§ PASSAGE SHOWN
▼

A pharmacist and a pharmacy technician in Northern Ireland have been fined and sentenced to community service for their part in the unlawful supply of prescription-only medicines (POMs) including methadone, the country’s Department of Health (DH) has said.

63-year-old pharmacist Gerard Maginn, owner of Clanua Ltd trading as Harts Pharmacy at 50 Main Street, Newcastle, County Down, was sentenced to 100 hours of community service and fined a total of £25,000.

Clanua Ltd company secretary and pharmacy technician 33-year-old Gordon Thompson, received 80 hours of community service and fined £1,000.

The ‘significant range’ of medicines unlawfully supplied from Harts Pharmacy in March 2017 included warfarin, pregabalin, antibiotics and methadone, the DH reported on Wednesday (17 October).

Both Mr Maginn and Mr Thomson had previously pleaded guilty to 18 charges in relation to the unlawful supply of POMs from the pharmacy, the DH said.


‘Serious consequences’


Enforcement officers at the Government’s medicines watchdog the Medicines Regulatory Group (MRG) discovered the unlawful supplies following an audit and investigation process carried out in Harts Pharmacy last year. They found that the medicines had been supplied without the presence of a qualified registered pharmacist in the pharmacy on 24 March 2017 between 9am and 6pm.

According to the MRG, the prosecution is the first of its kind in Northern Ireland.

▲

§ RECORDS SHOWN
▼

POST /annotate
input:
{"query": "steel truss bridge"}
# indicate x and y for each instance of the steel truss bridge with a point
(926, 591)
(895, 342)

▲

§ TASK REQUIREMENTS
Write the next part of the article on the unlawful medicine supply at Harts Pharmacy, beginning after its final sentence.

§ RESPONSE FOR THIS EXERCISE
MRG acting head Canice Ward said: ‘This conviction sends a clear message that there are serious consequences if an owner attempts to operate a pharmacy without a pharmacist being present or if someone tries to work as a pharmacist when they are not qualified or registered to practise.’


‘Not everyday consumer goods’


DH senior medicines enforcement officer Peter Moore said that medicines are ‘not everyday consumer goods’, with their sale and supply being subject to ‘strict legal controls’.

He added: ‘It is with good reason that the law requires a qualified pharmacist to be present in the pharmacy dispensary when prescription medicines are being supplied to members of the public.

‘When entering a pharmacy, the public should have reasonable expectation that their prescription needs will be met by a qualified professional.

‘Pharmacists are there not only to dispense medicines but to advise or assist patients in the use of these medicines and, most importantly, to ensure the safe and effective running of the pharmacy.

‘Unfortunately, this did not happen in this case and members of the public could have been endangered as a result.’


Pharmacy body intervention


The DH said that the ‘matter will now be referred to the Pharmaceutical Society of Northern Ireland (PSNI)’, which is the country’s regulatory and professional body for pharmacists.

A PSNI spokesperson told The Pharmacist today (19 October) that the case of Mr Maginn will be examined through a fitness-to-practise process, which might take between three and six months. They said that the sanctions range from advice or warnings on the conditions to practice, to suspension or erasure from the register.

As pharmacy technicians are not regulated as a profession in Northern Ireland, PSNI has no power to take further action regarding Mr Thompson, they said.